> Short problem
Copy out every line of the listing below that contains the string "sleeve".

> Extracted records
+---+
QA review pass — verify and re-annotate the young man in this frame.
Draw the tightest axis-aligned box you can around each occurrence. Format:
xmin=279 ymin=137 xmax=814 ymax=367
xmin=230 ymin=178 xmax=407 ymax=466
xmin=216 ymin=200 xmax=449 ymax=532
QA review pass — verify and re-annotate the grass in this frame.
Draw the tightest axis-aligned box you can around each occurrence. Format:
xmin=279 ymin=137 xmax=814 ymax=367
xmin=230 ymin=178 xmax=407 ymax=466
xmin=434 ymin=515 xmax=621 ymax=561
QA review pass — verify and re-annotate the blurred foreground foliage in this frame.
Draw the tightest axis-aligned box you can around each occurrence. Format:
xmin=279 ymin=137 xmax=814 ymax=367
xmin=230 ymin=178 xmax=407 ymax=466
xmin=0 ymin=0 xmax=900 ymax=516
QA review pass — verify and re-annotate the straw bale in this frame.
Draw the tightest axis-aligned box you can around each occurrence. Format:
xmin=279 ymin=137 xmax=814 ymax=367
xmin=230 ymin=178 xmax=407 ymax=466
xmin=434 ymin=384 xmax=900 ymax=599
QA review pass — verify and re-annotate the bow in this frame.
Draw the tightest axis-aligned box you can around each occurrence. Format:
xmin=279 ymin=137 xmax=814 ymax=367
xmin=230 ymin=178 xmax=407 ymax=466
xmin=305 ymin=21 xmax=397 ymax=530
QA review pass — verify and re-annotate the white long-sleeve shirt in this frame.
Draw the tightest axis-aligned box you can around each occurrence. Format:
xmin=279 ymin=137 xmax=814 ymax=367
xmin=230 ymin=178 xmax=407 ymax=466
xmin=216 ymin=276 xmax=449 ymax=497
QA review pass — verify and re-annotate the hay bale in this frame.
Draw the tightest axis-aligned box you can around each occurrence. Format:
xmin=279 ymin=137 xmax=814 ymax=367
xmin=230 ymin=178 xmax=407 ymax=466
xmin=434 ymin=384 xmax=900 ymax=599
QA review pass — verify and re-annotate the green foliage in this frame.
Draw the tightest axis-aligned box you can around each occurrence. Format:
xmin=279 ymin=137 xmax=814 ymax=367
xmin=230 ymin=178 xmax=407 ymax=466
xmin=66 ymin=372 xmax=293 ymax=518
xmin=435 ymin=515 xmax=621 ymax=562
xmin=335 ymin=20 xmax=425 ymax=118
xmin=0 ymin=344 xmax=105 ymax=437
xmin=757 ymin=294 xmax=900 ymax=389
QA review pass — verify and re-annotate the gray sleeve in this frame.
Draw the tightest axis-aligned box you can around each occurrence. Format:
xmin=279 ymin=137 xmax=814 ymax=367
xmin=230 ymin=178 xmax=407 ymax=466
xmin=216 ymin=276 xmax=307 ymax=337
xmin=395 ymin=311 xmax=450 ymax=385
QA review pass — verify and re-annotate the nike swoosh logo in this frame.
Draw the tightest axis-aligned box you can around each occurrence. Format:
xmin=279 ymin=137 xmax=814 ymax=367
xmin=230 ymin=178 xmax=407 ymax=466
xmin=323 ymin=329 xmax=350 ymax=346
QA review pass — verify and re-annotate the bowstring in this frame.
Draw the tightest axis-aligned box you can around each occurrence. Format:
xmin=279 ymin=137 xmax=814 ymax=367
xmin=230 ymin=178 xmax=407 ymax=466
+---+
> Result
QA review pass — verify and re-annotate the white long-sleeve shirt in this frame.
QA review pass — verify and re-annotate the gray sleeve in this frame.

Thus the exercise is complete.